■ Text to read:
▶

Monday, May 18, 2009

Cream in Action : Local Users & Glexec

At Glasgow have now rolled out a production Cream instance open to only dteam, ops, vo.scotgrid.ac.uk and our newly created vo.optics.ac.uk (to support optics user community and Lumerical's FDTD software). This is svr014 and it looks like CMS are now looking for production Cream instances too. So it may see further action.

One thing that we have done in the past with our local user community is tweak LCMAPS such that specific local users do not use a pool account for their jobs. This was documented in a previous blog post. With cream I thought we should at least attempt to follow the same model for local users.

However, Cream uses glexec with LCMAPS and unfortunately the current version of glexec that comes with the cream CE to map to local users does not work correctly. Thanks to Oscar and Mischa at Nikhef for getting me the right versions of glexec. Here are the versions required to do the following mapping in LCMAPS:


glite-security-glexec-0.6.8-2.slc4.i386.rpm
glite-security-lcmaps-1.4.7-1.slc4.i386.rpm
glite-security-lcmaps-plugins-basic-1.3.10-2.slc4.i386.rpm


these are all in pre-production, so should be out soon in a full cream update.
When these rpm's are installed take care to set the setuid bits as these are lost during the update.

-rwsr-sr-x 1 root glexec 65620 Apr 30 15:56 /opt/glite/sbin/glexec

With these installed the following lcmaps policy can be added/amended to /opt/glite/etc/lcmaps/lcmaps-suexec.db


localuseraccount = "lcmaps_localuseraccount.mod -gridmapfile /usr/local/etc/grid-mapfile-local"

glexec_get_account:
proxycheck -> localuseraccount
localuseraccount -> good | vomslocalgroup
vomslocalgroup -> vomspoolaccount | poolaccount
vomspoolaccount -> good | vomslocalaccount
vomslocalaccount -> good | poolaccount
poolaccount -> good


This policy when moved to be executed first in the list will map any users in the grid-mapfile-local to their local user accounts rather than a pool account.

◀

■ Task instructions:
(1) According to the Cream and glexec post, what must be set again after the rpm's are installed, because the update loses it?
(2) Carry on the Cream and glexec post from its final sentence.

■ Recorded data:

▶

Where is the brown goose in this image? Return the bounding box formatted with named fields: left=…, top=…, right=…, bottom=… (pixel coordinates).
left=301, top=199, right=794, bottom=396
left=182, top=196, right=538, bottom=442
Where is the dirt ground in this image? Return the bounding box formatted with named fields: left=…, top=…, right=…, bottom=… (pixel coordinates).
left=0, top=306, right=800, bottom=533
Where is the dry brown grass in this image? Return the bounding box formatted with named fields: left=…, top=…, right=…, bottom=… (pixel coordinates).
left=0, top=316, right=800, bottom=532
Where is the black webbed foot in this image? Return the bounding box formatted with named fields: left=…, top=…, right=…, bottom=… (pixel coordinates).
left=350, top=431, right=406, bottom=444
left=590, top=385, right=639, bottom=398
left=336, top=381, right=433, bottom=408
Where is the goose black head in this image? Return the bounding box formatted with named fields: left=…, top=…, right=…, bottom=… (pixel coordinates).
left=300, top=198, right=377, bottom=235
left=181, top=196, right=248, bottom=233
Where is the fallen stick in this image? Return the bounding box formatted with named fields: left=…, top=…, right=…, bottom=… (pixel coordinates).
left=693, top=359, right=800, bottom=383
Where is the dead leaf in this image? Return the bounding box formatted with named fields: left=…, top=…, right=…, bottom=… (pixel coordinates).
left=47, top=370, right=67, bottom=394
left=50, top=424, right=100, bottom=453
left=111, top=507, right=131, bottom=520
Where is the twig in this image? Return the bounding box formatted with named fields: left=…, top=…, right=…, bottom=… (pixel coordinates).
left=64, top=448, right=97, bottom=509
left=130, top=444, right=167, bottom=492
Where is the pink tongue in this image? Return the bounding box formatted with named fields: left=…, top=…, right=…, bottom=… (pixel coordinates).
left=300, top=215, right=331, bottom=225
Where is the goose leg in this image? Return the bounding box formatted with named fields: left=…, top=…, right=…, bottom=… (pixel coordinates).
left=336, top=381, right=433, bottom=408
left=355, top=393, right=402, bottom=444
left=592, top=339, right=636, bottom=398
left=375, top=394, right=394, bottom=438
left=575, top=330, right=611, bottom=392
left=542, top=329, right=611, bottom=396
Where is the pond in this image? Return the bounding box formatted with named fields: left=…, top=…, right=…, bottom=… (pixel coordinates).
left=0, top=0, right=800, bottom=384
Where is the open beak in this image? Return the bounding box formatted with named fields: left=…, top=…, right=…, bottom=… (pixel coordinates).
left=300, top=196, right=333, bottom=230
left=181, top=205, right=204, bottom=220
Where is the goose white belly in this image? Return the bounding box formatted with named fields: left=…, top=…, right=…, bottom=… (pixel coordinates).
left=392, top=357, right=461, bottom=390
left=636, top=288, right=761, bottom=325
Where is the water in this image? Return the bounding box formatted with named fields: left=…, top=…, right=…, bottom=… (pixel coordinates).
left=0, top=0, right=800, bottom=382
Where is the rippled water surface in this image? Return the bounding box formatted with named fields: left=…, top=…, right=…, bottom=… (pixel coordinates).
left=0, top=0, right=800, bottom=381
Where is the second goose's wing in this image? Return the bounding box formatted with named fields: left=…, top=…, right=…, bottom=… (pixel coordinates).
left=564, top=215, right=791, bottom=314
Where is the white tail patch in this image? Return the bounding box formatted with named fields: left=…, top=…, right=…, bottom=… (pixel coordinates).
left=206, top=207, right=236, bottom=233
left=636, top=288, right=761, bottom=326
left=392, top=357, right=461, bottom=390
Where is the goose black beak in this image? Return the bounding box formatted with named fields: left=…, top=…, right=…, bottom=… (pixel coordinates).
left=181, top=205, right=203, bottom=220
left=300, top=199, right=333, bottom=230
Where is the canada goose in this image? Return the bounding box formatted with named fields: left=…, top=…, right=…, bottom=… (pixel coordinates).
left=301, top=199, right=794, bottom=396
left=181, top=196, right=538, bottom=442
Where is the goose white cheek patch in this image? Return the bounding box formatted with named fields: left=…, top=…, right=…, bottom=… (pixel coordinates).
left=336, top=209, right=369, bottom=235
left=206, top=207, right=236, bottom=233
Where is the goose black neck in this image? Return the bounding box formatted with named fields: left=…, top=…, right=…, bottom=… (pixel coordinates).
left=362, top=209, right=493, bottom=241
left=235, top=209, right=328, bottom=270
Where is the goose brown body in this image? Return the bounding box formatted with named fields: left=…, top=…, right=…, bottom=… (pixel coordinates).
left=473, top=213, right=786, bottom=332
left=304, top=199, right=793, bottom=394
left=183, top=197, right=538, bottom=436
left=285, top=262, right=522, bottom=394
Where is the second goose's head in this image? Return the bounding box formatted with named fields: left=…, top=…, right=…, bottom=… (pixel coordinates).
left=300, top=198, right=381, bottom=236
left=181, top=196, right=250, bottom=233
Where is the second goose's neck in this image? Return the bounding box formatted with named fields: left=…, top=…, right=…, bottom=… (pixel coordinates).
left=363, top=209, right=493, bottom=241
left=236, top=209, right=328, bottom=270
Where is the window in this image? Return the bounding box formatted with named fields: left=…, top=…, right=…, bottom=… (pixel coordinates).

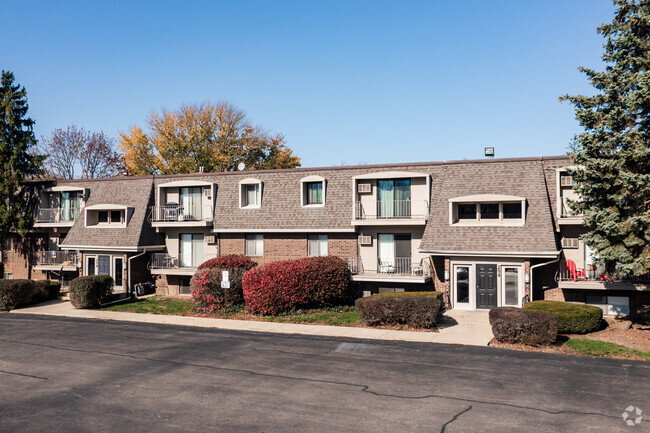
left=458, top=204, right=476, bottom=220
left=86, top=257, right=95, bottom=275
left=246, top=235, right=264, bottom=256
left=562, top=238, right=579, bottom=248
left=179, top=233, right=204, bottom=268
left=305, top=182, right=323, bottom=205
left=377, top=179, right=411, bottom=218
left=240, top=181, right=262, bottom=208
left=307, top=235, right=327, bottom=257
left=450, top=201, right=524, bottom=224
left=503, top=268, right=519, bottom=305
left=456, top=266, right=469, bottom=304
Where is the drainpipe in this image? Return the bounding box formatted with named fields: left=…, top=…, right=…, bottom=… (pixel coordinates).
left=129, top=247, right=147, bottom=295
left=528, top=254, right=560, bottom=302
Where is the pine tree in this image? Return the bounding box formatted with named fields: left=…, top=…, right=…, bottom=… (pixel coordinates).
left=560, top=0, right=650, bottom=275
left=0, top=71, right=43, bottom=245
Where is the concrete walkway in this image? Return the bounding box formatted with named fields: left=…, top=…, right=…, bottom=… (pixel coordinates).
left=12, top=300, right=492, bottom=346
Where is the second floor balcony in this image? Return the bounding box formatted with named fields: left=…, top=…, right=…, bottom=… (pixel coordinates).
left=34, top=251, right=78, bottom=271
left=34, top=207, right=81, bottom=227
left=352, top=200, right=429, bottom=225
left=149, top=203, right=212, bottom=227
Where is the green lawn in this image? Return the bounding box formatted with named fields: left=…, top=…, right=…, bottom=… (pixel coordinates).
left=105, top=296, right=194, bottom=316
left=564, top=338, right=650, bottom=361
left=264, top=307, right=361, bottom=325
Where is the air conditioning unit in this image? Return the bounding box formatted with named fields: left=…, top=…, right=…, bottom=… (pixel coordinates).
left=359, top=236, right=372, bottom=245
left=357, top=183, right=372, bottom=193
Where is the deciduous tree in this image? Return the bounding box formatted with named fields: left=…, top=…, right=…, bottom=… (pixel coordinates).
left=120, top=102, right=300, bottom=175
left=560, top=0, right=650, bottom=275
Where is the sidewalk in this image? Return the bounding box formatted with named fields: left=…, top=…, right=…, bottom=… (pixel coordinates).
left=12, top=300, right=492, bottom=346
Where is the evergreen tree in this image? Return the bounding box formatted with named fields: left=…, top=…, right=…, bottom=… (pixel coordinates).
left=560, top=0, right=650, bottom=275
left=0, top=71, right=43, bottom=245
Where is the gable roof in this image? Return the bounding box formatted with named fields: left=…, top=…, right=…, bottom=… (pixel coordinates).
left=58, top=178, right=165, bottom=249
left=420, top=159, right=558, bottom=255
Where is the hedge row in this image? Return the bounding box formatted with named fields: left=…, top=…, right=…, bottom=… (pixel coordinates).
left=490, top=307, right=558, bottom=346
left=523, top=301, right=603, bottom=334
left=355, top=292, right=442, bottom=328
left=70, top=275, right=113, bottom=308
left=242, top=257, right=352, bottom=315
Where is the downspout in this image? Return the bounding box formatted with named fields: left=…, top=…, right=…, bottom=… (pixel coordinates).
left=528, top=254, right=560, bottom=302
left=129, top=247, right=147, bottom=295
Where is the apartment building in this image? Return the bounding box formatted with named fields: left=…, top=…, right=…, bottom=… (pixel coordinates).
left=3, top=156, right=650, bottom=315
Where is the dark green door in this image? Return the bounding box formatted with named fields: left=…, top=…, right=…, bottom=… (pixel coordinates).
left=476, top=265, right=497, bottom=308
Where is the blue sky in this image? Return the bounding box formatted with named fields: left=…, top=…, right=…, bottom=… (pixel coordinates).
left=0, top=0, right=614, bottom=166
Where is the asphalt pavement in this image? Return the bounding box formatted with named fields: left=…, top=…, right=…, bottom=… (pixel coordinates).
left=0, top=313, right=650, bottom=433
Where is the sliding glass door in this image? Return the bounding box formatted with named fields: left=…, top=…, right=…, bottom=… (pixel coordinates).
left=377, top=179, right=411, bottom=218
left=180, top=187, right=203, bottom=221
left=179, top=233, right=204, bottom=268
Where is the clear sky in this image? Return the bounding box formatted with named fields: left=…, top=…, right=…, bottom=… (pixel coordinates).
left=0, top=0, right=614, bottom=166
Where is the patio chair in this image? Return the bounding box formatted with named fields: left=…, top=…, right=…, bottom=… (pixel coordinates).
left=566, top=260, right=587, bottom=281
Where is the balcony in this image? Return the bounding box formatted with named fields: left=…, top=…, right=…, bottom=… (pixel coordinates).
left=147, top=253, right=217, bottom=275
left=345, top=257, right=431, bottom=283
left=352, top=200, right=429, bottom=225
left=149, top=204, right=212, bottom=227
left=556, top=260, right=650, bottom=290
left=34, top=207, right=80, bottom=227
left=34, top=251, right=78, bottom=271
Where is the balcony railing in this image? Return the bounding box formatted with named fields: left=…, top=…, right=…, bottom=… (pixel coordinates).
left=354, top=200, right=429, bottom=220
left=556, top=260, right=650, bottom=283
left=149, top=205, right=212, bottom=222
left=148, top=253, right=216, bottom=269
left=345, top=257, right=431, bottom=277
left=35, top=207, right=80, bottom=223
left=36, top=251, right=77, bottom=266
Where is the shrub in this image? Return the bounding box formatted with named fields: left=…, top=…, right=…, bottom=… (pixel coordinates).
left=70, top=275, right=113, bottom=308
left=490, top=307, right=558, bottom=346
left=242, top=257, right=352, bottom=315
left=190, top=267, right=247, bottom=313
left=198, top=254, right=257, bottom=270
left=0, top=279, right=34, bottom=311
left=355, top=292, right=442, bottom=328
left=32, top=280, right=61, bottom=304
left=523, top=301, right=603, bottom=334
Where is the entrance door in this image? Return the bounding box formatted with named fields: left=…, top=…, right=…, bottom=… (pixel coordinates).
left=476, top=265, right=497, bottom=308
left=97, top=256, right=111, bottom=275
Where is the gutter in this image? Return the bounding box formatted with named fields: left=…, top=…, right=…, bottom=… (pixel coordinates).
left=129, top=247, right=147, bottom=295
left=528, top=255, right=560, bottom=301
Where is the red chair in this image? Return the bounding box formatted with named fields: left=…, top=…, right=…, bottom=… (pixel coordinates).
left=566, top=260, right=587, bottom=281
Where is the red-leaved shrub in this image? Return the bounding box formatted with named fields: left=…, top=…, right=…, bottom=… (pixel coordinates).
left=199, top=254, right=257, bottom=270
left=190, top=255, right=256, bottom=313
left=242, top=257, right=351, bottom=315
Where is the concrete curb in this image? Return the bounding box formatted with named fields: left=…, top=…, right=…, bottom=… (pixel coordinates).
left=13, top=300, right=492, bottom=346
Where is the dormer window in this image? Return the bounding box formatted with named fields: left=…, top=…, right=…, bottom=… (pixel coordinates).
left=300, top=176, right=325, bottom=207
left=84, top=204, right=133, bottom=228
left=449, top=194, right=526, bottom=226
left=239, top=178, right=262, bottom=209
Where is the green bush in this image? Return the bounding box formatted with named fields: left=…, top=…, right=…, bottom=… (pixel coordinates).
left=0, top=279, right=34, bottom=311
left=32, top=280, right=61, bottom=304
left=490, top=307, right=558, bottom=346
left=523, top=301, right=603, bottom=334
left=70, top=275, right=113, bottom=308
left=355, top=292, right=442, bottom=328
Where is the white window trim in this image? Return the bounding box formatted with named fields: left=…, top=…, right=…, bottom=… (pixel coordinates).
left=239, top=177, right=262, bottom=209
left=300, top=176, right=327, bottom=208
left=449, top=197, right=526, bottom=227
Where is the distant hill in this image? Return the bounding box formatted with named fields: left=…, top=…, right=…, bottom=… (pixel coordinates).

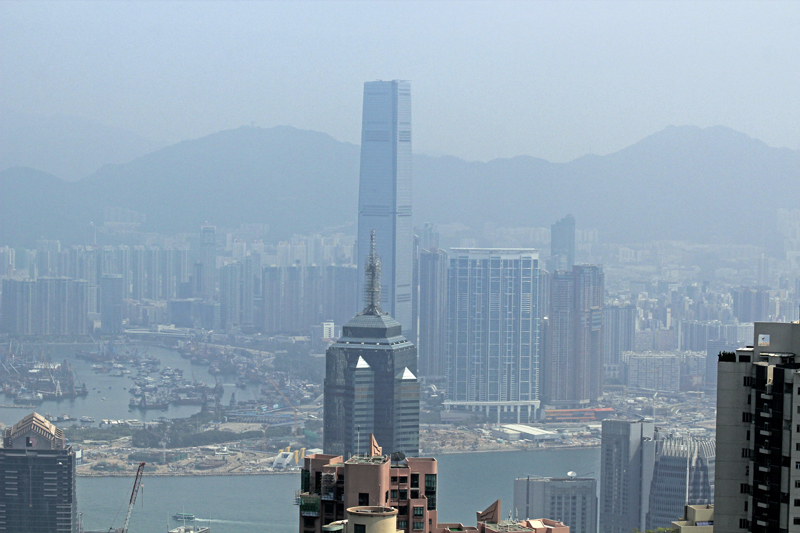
left=0, top=126, right=800, bottom=245
left=0, top=108, right=164, bottom=181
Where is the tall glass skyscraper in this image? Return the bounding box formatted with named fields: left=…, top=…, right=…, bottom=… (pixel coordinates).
left=358, top=80, right=413, bottom=330
left=445, top=248, right=541, bottom=422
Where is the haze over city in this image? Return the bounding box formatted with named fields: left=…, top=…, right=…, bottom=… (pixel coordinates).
left=0, top=1, right=800, bottom=533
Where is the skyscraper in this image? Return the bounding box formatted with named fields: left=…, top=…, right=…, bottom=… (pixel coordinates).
left=200, top=226, right=217, bottom=300
left=417, top=248, right=447, bottom=379
left=549, top=215, right=575, bottom=270
left=445, top=248, right=540, bottom=422
left=323, top=233, right=419, bottom=458
left=514, top=472, right=597, bottom=533
left=714, top=322, right=800, bottom=533
left=357, top=80, right=413, bottom=329
left=100, top=274, right=122, bottom=335
left=0, top=413, right=78, bottom=533
left=600, top=420, right=656, bottom=533
left=646, top=438, right=716, bottom=530
left=544, top=265, right=604, bottom=408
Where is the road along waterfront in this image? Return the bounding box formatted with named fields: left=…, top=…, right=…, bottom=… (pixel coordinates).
left=78, top=448, right=600, bottom=533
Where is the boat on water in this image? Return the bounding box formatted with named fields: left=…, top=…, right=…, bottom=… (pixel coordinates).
left=168, top=526, right=211, bottom=533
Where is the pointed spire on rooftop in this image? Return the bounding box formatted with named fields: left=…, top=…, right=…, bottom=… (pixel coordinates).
left=361, top=230, right=383, bottom=315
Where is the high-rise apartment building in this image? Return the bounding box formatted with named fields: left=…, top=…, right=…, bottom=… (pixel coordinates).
left=357, top=80, right=413, bottom=330
left=446, top=248, right=541, bottom=422
left=262, top=264, right=359, bottom=335
left=600, top=420, right=656, bottom=533
left=200, top=226, right=217, bottom=300
left=714, top=322, right=800, bottom=533
left=514, top=472, right=597, bottom=533
left=550, top=215, right=575, bottom=270
left=603, top=304, right=637, bottom=365
left=100, top=274, right=122, bottom=335
left=323, top=237, right=419, bottom=458
left=417, top=248, right=447, bottom=381
left=0, top=277, right=89, bottom=335
left=297, top=434, right=437, bottom=533
left=544, top=265, right=604, bottom=408
left=0, top=413, right=78, bottom=533
left=646, top=438, right=716, bottom=530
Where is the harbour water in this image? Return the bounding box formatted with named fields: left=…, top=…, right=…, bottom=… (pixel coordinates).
left=0, top=344, right=228, bottom=425
left=0, top=344, right=600, bottom=533
left=78, top=448, right=600, bottom=533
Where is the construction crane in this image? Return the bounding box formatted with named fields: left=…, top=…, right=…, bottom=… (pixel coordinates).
left=267, top=376, right=298, bottom=436
left=122, top=463, right=146, bottom=533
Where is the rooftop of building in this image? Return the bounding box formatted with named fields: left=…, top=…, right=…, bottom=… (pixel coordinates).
left=4, top=412, right=66, bottom=449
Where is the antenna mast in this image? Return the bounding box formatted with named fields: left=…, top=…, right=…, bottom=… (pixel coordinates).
left=361, top=230, right=383, bottom=315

◀

■ Results of the tasks:
(1) The setuid bits.

(2)
This 'tweak' seems to work but as I discovered Cream does not really like you doing this and you have to be very careful about the primary group of the user that glexec transforms you to. In Cream /opt/glite/var/cream_sandbox is the directory where the sandbox files are staged on the CREAM CE. This contains a set of directories, created I believe by yaim, named after each of the user/role combination. For example


drwxrwx--- 2 tomcat scotg 4096 Apr 28 12:42 scotg
drwxrwx--- 2 tomcat scotgprd 4096 Apr 28 12:42 scotgprd
drwxrwx--- 2 tomcat scotgsgm 4096 Apr 28 12:42 scotgsgm

dev011:/opt/glite/var/cream_sandbox/scotg# ls -la
total 24
drwxrwx--- 3 tomcat scotg 4096 May 18 14:14 .
drwxrwxr-x 81 tomcat tomcat 4096 May 18 14:10 ..
drwx------ 3 scotg094 scotg 4096 May 18 14:14 C_UK_O_eScience_OU_Glasgow_L_Compserv_CN_douglas_mcnab_vo.scotgrid.ac.uk_Role_NULL_Capability_NULL


Note that these are all owned by the tomcat user and the group is in effect the grid group. So when not using any customised local users when glexec maps you via your voms extension e.g. vo.scotgrid.ac.uk to scotg001 a member of the scotg group and you end up in the scotg directory. Also note the permission of the directory named after your proxy: 700. Meaning only no group read/write permissions on the files contained within the directories.

When using a local user 'tweaked' LCMAPS and my vo.scotgrid.ac.uk proxy gla057/scotg it attempts to stage the input files to scotg but fails like this:

2009-05-18 14:20:18,983 INFO - Sending [/clusterhome/home/gla057/lumerical/paralleltest.fsp] to [gsiftp://dev011.gla.scotgrid.ac.uk/opt/glite/var/cream_sandbox/scotg/C_UK_O_eScience_OU_Glasgow_L_Compserv_CN_douglas_mcnab_vo.scotgrid.ac.uk_Role_NULL_Capability_NULL/CREAM679019987/ISB/paralleltest.fsp]...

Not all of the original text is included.